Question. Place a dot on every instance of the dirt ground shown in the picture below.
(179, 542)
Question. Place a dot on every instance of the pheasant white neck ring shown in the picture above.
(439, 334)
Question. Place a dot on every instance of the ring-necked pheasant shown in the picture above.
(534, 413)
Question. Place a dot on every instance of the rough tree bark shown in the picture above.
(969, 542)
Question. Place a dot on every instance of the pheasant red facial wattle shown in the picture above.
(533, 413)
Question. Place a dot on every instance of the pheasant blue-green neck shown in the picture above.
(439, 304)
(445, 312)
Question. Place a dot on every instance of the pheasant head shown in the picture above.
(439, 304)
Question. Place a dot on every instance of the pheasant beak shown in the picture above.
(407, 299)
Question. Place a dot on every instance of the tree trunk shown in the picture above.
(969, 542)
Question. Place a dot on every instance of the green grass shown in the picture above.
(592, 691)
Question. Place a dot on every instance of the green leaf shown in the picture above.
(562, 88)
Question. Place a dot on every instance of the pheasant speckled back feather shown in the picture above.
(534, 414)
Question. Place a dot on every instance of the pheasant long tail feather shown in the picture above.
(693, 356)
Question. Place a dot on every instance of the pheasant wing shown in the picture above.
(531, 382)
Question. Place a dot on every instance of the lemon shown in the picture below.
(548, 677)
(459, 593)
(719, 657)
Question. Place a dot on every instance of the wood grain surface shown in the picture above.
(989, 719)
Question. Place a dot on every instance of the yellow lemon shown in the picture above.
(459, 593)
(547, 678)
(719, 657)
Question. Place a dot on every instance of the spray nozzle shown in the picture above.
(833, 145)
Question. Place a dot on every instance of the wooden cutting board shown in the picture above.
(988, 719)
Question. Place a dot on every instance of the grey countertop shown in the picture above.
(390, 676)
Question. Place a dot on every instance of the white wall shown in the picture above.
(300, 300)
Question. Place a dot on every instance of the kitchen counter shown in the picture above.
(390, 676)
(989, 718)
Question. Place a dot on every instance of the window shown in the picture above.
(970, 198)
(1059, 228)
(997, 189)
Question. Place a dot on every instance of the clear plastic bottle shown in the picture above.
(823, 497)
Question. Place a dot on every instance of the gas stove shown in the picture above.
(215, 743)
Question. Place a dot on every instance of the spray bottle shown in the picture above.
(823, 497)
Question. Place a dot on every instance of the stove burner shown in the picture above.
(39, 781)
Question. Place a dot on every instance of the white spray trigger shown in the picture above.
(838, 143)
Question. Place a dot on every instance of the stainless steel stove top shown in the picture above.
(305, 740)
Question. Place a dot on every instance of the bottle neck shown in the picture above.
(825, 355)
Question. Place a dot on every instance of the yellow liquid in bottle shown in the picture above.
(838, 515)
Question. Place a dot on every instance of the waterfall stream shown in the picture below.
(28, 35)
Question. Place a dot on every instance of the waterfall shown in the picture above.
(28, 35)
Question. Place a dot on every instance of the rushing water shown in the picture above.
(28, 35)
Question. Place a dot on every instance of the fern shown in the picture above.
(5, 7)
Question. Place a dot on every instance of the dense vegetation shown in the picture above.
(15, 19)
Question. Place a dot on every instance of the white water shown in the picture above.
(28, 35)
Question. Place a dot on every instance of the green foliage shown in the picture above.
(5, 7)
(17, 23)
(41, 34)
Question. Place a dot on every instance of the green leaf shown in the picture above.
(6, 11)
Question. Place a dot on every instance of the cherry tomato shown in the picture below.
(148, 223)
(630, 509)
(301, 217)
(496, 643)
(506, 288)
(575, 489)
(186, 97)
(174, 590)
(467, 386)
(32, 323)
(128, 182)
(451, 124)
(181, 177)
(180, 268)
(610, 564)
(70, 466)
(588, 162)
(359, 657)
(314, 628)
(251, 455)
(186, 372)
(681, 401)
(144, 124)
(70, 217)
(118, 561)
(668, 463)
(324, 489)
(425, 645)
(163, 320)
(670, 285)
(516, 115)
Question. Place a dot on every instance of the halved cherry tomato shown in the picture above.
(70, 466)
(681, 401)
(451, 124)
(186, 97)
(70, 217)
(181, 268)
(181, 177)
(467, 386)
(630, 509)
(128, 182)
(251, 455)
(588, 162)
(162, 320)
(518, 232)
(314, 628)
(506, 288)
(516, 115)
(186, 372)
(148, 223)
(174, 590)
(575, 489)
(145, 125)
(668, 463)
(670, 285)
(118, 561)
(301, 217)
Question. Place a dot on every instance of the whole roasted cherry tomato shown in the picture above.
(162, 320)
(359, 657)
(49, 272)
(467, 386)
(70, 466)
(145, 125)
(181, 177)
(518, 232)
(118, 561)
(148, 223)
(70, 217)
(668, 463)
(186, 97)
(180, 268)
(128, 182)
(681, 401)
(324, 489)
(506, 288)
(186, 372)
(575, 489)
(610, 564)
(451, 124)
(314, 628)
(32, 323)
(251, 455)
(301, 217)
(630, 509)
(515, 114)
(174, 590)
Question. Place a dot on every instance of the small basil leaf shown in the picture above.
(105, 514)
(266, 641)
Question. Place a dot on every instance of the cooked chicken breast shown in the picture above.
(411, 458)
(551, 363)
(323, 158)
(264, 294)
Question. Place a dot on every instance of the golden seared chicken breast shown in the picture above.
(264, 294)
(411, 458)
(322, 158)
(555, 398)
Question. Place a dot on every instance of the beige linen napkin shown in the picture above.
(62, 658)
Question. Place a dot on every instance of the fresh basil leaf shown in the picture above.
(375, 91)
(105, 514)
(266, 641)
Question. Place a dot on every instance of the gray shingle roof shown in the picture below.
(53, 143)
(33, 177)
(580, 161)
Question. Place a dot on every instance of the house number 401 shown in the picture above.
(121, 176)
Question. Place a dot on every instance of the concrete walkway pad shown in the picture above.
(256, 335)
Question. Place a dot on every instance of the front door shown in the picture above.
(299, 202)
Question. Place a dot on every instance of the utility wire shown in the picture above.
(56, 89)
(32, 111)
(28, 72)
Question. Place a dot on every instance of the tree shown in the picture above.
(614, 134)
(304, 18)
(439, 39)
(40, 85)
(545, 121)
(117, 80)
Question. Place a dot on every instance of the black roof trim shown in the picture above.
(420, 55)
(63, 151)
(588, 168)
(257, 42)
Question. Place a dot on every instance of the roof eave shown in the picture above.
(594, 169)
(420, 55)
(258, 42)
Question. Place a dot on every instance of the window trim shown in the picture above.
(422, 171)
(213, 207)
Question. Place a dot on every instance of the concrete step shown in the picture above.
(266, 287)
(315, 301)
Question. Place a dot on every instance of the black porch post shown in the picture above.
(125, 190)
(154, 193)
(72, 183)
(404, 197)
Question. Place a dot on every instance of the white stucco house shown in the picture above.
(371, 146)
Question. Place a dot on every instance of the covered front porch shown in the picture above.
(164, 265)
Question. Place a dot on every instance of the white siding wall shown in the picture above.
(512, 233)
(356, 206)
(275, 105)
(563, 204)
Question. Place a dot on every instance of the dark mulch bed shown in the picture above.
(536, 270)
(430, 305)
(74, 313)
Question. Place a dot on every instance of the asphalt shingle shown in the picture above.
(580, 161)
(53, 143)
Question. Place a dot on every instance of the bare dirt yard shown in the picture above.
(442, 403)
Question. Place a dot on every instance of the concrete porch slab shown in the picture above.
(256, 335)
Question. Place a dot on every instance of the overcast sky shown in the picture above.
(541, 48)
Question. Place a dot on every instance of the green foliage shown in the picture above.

# # # # #

▶ ASSIGNMENT: Set down the entire listing once more, keeping every line exactly as it reads.

▶ TASK RESULT:
Question. Place a dot on every instance of the dirt ground shown in the picture below.
(179, 542)
Question. Place a dot on every instance of the pheasant white neck ring shown in the picture above.
(439, 334)
Question. Place a dot on every instance of the ring-necked pheasant shown in the picture above.
(534, 413)
Question. Place a dot on every instance of the rough tree bark shown in the picture above.
(969, 542)
Question. Place a dot on every instance of the pheasant red facial wattle shown in the picture above.
(533, 413)
Question. Place a dot on every instance of the pheasant blue-green neck shown in the picture above.
(439, 304)
(445, 312)
Question. Place a dot on every instance of the pheasant head shown in the picture above.
(439, 304)
Question. Place a dot on every instance of the pheasant beak shown in the picture above.
(407, 299)
Question. Place a dot on every instance of the tree trunk shown in the picture above.
(969, 542)
Question. Place a dot on every instance of the green grass shown in the picture above.
(592, 691)
Question. Place a dot on every instance of the green leaf shown in the picture above.
(562, 88)
Question. Place a dot on every instance of the pheasant speckled back feather shown in the picture above.
(534, 414)
Question. Place a dot on every instance of the pheasant long tail feather shown in the picture above.
(693, 356)
Question. Place a dot on every instance of the pheasant wing shown in the picture above.
(531, 382)
Question. Place a dot on every instance of the lemon shown in the picture below.
(548, 677)
(459, 593)
(719, 657)
Question. Place a dot on every instance of the wood grain surface shown in the picture above.
(989, 719)
Question. Place a dot on every instance of the yellow lemon shown in the picture above.
(459, 593)
(547, 678)
(719, 657)
Question. Place a dot on every instance of the spray nozzle shown in the picture above.
(833, 145)
Question. Place a dot on every instance of the wooden cutting board shown in the picture above.
(988, 719)
Question. Place a dot on every instance of the grey countertop shown in the picture above.
(390, 676)
Question. Place a dot on every instance of the white wall shown in the picture above.
(300, 300)
Question. Place a dot on every instance of the kitchen counter shown in the picture above.
(390, 676)
(989, 718)
Question. Place a dot on every instance of the window shown in the picture above.
(970, 198)
(1059, 228)
(997, 189)
Question. Place a dot on every instance of the clear plastic bottle shown in the picture above.
(823, 497)
Question. Place a dot on every instance of the gas stove shown in the picture above.
(215, 743)
Question. Place a dot on every instance of the spray bottle shown in the picture above.
(823, 497)
Question. Place a dot on every instance of the stove burner shown in the picture above.
(39, 781)
Question. Place a dot on every instance of the white spray trigger shown in the picture above.
(838, 143)
Question. Place a dot on every instance of the stainless steel stove top shown in the picture above.
(305, 740)
Question. Place a dot on every instance of the bottle neck shown in the picture above.
(825, 355)
Question. Place a dot on every instance of the yellow liquid in bottle shown in the picture above.
(838, 515)
Question. Place a dot on every instance of the waterfall stream shown in the picture below.
(28, 35)
Question. Place a dot on every instance of the waterfall shown in the picture above.
(28, 35)
Question. Place a dot on every instance of the rushing water shown in the picture above.
(28, 35)
Question. Place a dot on every instance of the fern shown in the picture above.
(5, 7)
Question. Place a dot on every instance of the dense vegetation shown in the picture above.
(15, 19)
Question. Place a dot on every instance of the white water shown in the picture above.
(28, 35)
Question. Place a dot on every instance of the green foliage shown in the picture above.
(5, 7)
(17, 23)
(41, 34)
Question. Place a dot on every instance of the green leaf shown in the picture above.
(6, 11)
Question. Place a dot on every instance of the cherry tomato shown in the picture below.
(148, 223)
(630, 509)
(301, 217)
(496, 643)
(506, 288)
(575, 489)
(186, 97)
(174, 590)
(467, 386)
(32, 323)
(128, 182)
(451, 124)
(181, 177)
(180, 268)
(610, 564)
(70, 466)
(588, 162)
(359, 657)
(314, 628)
(251, 455)
(186, 372)
(681, 401)
(144, 124)
(70, 217)
(118, 561)
(668, 463)
(324, 489)
(425, 645)
(163, 320)
(670, 285)
(516, 115)
Question. Place a dot on every instance of the halved cherry tomato shown in the picture above.
(70, 466)
(681, 401)
(451, 124)
(186, 97)
(70, 217)
(181, 268)
(181, 177)
(467, 386)
(630, 509)
(128, 182)
(251, 455)
(588, 162)
(162, 320)
(518, 232)
(314, 628)
(506, 288)
(516, 115)
(186, 372)
(148, 223)
(174, 590)
(575, 489)
(145, 125)
(668, 463)
(670, 285)
(118, 561)
(301, 217)
Question. Place a dot on every instance of the whole roasted cherry tomato shown in the picture above.
(162, 320)
(359, 657)
(49, 272)
(467, 386)
(70, 466)
(145, 125)
(181, 177)
(518, 232)
(118, 561)
(148, 223)
(70, 217)
(668, 463)
(186, 97)
(180, 268)
(128, 182)
(681, 401)
(324, 489)
(506, 288)
(186, 372)
(575, 489)
(610, 564)
(451, 124)
(314, 628)
(32, 323)
(251, 455)
(301, 217)
(630, 509)
(515, 114)
(174, 590)
Question. Place a dot on every instance of the small basil leaf shown in the picture above.
(105, 514)
(266, 641)
Question. Place a dot on every instance of the cooked chicken breast shown in the picture above.
(411, 458)
(551, 363)
(323, 158)
(264, 294)
Question. Place a dot on every instance of the golden seared chicken breast shown in the picture above.
(264, 294)
(411, 458)
(322, 158)
(555, 398)
Question. Place a dot on every instance of the beige linen napkin shown in the picture above.
(62, 658)
Question. Place a dot on every instance of the fresh basil leaf shown in the picture above.
(375, 91)
(105, 514)
(266, 641)
Question. Place a dot on every instance of the gray shingle roof shown in the picture below.
(53, 143)
(33, 177)
(580, 161)
Question. Place a dot on every instance of the house number 401 shown in the picture above.
(121, 176)
Question. Place a dot on every instance of the concrete walkway pad shown in the picture above.
(256, 335)
Question. Place a dot on every instance of the front door shown in the picture above.
(299, 202)
Question. Place a dot on every instance of the utility wire shown in the picture above.
(56, 89)
(32, 111)
(28, 72)
Question. Place a dot on every instance of the tree shown in the picture above.
(614, 134)
(304, 18)
(439, 39)
(40, 85)
(545, 121)
(117, 80)
Question. Place a dot on every instance of the black roof trim shown in the picture above.
(420, 55)
(63, 151)
(588, 168)
(257, 42)
Question. Place a dot on every instance of the roof eave shown in the picture above.
(594, 169)
(420, 55)
(258, 42)
Question. Place a dot on every instance of the window trim shown in the picture above.
(422, 171)
(213, 207)
Question. Place a dot on every instance of the concrete step shown in the picture above.
(266, 287)
(315, 301)
Question. Place a dot on every instance of the black porch post shown in the picture above.
(125, 190)
(154, 193)
(72, 183)
(404, 197)
Question. Place a dot on every instance of the white stucco house shown in the picture above.
(371, 146)
Question. Place a dot on every instance of the covered front porch shown in the picture above.
(164, 265)
Question. Place a dot on every instance of the white siding wall shown in the picture above.
(512, 233)
(356, 206)
(275, 105)
(563, 204)
Question. Place a dot on every instance of the dark mulch bed shown in the picture above.
(536, 270)
(430, 305)
(74, 313)
Question. Place a dot on every instance of the asphalt shingle shown in the picture above.
(580, 161)
(53, 143)
Question. Place a dot on every instance of the bare dirt yard shown in the picture above.
(442, 403)
Question. Place a dot on every instance of the concrete porch slab shown in the picture above.
(256, 335)
Question. Place a dot on every instance of the overcast sky shown in the picture above.
(541, 48)
Question. Place a dot on every instance of the green foliage shown in the picture above.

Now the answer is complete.